> [Problem]
Return exactly the span of lines that opens with the line containing "Where can you spot the stone archway?" and closes with the last line of the data, inclusive.

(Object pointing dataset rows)
───
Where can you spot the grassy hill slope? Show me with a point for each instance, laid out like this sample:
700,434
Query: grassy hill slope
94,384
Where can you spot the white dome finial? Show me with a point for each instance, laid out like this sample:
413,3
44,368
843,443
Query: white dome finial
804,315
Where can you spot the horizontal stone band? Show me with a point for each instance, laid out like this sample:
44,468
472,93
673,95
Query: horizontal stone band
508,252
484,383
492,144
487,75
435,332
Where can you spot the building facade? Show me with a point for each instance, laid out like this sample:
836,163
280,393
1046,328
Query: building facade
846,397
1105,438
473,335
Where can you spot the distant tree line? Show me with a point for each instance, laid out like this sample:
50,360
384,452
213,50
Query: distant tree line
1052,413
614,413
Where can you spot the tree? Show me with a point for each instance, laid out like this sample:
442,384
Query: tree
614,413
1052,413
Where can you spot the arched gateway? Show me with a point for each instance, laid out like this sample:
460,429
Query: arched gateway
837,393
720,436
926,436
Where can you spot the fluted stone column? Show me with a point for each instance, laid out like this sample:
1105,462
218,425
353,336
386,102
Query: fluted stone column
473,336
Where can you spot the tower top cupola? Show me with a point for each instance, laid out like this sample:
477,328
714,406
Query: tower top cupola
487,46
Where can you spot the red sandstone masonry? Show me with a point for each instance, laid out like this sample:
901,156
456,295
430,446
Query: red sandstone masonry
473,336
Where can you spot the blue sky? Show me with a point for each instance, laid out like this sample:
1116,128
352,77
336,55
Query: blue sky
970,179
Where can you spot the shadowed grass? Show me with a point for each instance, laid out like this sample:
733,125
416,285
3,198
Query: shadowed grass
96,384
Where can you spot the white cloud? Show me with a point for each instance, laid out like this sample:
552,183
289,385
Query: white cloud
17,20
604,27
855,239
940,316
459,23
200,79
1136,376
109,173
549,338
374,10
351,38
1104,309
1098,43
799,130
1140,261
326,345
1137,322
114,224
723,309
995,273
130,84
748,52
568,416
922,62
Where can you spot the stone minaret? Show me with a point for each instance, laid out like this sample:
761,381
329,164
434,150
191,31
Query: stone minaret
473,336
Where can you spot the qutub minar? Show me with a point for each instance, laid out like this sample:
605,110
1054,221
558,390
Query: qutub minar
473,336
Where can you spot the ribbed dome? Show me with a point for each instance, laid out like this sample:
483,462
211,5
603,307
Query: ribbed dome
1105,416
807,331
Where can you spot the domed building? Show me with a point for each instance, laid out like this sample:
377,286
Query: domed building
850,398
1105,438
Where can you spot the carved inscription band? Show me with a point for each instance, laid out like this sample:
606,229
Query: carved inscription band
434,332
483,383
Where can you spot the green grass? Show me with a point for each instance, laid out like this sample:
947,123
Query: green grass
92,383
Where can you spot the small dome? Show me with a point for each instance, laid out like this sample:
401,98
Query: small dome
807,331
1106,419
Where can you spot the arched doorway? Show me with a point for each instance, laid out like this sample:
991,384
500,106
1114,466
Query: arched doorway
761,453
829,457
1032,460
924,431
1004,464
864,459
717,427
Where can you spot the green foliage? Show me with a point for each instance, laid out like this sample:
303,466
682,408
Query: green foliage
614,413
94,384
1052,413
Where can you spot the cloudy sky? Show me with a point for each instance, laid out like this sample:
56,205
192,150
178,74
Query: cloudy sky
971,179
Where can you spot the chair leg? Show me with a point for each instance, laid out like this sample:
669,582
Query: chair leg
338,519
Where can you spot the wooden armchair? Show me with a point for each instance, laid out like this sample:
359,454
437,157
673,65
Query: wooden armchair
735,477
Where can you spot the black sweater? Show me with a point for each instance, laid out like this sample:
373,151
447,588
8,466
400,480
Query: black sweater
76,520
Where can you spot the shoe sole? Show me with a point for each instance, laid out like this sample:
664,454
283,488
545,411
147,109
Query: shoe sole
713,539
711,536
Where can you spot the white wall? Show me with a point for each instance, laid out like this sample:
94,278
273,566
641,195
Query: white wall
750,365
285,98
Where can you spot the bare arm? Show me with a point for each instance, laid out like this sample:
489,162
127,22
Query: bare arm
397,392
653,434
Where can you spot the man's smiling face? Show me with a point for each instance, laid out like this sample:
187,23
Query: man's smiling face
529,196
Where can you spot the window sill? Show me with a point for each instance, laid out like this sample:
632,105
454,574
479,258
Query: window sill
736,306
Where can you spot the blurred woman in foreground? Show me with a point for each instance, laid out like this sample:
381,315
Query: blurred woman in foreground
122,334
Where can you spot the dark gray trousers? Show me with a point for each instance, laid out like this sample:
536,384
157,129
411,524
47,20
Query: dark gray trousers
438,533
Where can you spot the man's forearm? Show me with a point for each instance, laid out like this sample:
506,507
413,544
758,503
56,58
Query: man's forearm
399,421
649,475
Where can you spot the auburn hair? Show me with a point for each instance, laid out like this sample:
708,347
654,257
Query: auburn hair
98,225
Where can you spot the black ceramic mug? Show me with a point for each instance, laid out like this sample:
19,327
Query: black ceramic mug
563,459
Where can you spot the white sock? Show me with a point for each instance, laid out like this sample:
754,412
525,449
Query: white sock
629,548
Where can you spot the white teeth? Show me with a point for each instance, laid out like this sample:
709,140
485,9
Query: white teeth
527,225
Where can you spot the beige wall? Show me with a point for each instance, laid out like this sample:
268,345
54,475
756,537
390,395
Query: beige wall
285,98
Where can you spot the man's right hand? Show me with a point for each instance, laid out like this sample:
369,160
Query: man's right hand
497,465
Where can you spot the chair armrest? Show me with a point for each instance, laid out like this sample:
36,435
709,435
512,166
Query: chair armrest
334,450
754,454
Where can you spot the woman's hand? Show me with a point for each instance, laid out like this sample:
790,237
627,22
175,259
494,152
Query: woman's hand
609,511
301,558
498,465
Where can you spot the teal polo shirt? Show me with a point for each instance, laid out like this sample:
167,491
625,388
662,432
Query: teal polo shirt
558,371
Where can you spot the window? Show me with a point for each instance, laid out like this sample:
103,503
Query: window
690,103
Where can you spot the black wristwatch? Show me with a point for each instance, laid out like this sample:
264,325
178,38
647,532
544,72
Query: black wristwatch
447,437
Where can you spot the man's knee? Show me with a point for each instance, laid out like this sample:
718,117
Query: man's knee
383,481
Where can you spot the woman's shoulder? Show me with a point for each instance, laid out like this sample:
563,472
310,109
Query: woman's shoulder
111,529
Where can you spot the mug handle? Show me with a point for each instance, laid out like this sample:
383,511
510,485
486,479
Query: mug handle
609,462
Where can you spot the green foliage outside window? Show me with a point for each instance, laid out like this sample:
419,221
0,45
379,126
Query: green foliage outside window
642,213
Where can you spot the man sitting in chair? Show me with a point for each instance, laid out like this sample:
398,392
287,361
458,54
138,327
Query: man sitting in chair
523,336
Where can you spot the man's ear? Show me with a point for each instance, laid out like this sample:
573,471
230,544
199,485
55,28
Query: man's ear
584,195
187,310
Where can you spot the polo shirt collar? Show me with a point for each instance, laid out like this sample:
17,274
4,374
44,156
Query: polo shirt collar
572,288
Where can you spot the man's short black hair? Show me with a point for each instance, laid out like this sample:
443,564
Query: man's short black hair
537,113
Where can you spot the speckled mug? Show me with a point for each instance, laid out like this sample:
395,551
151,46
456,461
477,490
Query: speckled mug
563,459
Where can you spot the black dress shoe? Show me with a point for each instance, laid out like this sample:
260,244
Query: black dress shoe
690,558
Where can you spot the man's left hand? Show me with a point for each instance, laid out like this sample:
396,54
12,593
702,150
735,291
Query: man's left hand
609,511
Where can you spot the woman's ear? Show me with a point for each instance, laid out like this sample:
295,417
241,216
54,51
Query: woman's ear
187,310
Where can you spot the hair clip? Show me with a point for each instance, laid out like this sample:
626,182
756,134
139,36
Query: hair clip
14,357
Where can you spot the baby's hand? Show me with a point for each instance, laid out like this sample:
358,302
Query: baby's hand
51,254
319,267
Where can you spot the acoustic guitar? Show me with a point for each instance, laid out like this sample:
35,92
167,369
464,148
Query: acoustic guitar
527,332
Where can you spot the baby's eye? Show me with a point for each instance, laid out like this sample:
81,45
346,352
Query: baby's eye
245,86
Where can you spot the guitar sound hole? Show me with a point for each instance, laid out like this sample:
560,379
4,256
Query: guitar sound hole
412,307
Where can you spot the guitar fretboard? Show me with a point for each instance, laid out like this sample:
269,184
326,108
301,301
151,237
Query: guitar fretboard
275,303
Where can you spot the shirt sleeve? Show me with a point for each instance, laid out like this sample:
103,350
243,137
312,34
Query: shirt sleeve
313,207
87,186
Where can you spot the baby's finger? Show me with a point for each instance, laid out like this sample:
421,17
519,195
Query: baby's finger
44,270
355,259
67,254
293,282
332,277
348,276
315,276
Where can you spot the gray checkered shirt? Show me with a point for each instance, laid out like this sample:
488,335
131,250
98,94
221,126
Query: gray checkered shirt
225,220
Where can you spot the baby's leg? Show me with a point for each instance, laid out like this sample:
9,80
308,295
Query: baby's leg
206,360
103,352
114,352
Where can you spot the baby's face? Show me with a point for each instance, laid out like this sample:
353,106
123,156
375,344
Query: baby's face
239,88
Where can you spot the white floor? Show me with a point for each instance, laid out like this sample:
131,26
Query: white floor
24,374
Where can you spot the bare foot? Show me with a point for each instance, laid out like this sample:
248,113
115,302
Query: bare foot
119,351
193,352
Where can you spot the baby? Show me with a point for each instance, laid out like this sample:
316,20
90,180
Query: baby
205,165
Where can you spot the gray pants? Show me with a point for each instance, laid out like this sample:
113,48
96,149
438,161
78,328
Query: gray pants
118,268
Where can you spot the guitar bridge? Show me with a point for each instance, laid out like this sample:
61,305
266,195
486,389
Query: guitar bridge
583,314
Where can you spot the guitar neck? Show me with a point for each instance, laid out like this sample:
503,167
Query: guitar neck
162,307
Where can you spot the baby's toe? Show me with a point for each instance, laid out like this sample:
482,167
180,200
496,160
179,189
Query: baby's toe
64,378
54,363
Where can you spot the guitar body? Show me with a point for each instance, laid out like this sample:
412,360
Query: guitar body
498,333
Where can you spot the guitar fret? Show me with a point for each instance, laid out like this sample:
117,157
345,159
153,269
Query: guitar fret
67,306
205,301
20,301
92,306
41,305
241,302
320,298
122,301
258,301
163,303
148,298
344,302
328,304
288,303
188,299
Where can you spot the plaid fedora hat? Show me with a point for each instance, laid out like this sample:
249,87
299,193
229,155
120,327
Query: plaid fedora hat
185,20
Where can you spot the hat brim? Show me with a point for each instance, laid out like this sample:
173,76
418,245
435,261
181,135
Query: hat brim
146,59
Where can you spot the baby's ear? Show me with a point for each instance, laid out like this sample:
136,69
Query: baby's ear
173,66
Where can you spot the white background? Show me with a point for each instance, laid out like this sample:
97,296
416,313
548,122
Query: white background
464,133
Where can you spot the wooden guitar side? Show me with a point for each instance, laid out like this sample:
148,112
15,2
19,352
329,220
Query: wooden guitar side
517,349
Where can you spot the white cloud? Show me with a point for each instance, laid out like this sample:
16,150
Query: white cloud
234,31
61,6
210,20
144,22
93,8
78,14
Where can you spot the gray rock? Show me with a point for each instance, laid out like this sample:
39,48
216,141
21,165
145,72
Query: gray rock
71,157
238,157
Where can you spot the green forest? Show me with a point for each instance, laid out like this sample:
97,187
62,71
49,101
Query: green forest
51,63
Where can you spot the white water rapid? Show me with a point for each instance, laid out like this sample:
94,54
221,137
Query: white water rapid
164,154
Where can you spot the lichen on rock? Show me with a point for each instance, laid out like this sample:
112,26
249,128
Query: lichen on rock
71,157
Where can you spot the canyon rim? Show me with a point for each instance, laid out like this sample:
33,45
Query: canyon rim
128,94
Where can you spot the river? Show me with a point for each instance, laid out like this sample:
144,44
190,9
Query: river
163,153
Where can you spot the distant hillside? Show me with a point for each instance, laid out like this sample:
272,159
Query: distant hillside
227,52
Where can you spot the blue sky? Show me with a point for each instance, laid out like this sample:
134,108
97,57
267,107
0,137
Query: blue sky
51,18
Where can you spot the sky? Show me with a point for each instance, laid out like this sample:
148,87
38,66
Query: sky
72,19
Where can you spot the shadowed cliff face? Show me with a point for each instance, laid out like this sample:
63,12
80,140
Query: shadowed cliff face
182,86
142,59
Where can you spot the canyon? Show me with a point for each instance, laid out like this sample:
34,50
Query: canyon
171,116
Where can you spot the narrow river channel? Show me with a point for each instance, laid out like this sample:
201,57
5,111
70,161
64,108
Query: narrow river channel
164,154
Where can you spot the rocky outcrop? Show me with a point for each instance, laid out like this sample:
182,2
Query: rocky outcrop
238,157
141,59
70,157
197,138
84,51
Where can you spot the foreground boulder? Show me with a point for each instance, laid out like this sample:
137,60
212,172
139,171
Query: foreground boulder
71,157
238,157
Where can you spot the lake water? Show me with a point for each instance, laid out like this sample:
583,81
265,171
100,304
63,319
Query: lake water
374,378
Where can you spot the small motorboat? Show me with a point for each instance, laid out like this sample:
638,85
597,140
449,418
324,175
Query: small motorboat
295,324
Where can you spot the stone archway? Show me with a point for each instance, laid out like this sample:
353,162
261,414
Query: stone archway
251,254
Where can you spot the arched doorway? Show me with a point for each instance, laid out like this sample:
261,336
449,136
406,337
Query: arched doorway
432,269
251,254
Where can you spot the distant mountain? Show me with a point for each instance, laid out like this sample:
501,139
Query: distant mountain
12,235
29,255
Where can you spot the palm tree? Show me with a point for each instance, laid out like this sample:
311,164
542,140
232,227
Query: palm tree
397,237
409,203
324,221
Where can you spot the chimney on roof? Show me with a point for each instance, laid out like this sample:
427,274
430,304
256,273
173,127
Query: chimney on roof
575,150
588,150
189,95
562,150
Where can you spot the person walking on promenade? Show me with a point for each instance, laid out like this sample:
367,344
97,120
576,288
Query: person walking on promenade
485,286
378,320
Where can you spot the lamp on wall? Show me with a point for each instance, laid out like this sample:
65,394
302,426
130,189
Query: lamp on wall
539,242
───
> [Task solution]
Where can you spot the stone archway? Show me with a point for each instance, laid out like this sample:
353,162
261,414
Query: stone archway
251,254
Where can you spot the arched doorway? Show me with a point for each instance, laid out like this sample:
261,336
449,136
406,337
Query: arched doorway
432,269
251,254
Where can you spot the distant mountain? Show me with a point for each instance, laid out like this sample:
501,139
Query: distant mountain
12,235
29,255
Where can you spot the palm tree? Show me with a point for each instance, laid out like this sample:
311,164
542,140
232,227
Query: palm tree
397,237
409,203
324,221
Where can you spot the chimney on roof? Show me with a point for each instance, laid out like this sample:
427,274
430,304
256,273
173,127
Query: chimney on roof
575,150
588,150
189,95
562,150
Where can you spot the person walking on promenade? Show me with a point for each instance, laid out like this sample:
367,344
97,120
576,288
Query: person walking on promenade
485,286
378,320
Where can you spot the lamp on wall? Show me with a point for each instance, laid out like this sample:
65,394
302,426
130,189
Query: lamp on wall
539,242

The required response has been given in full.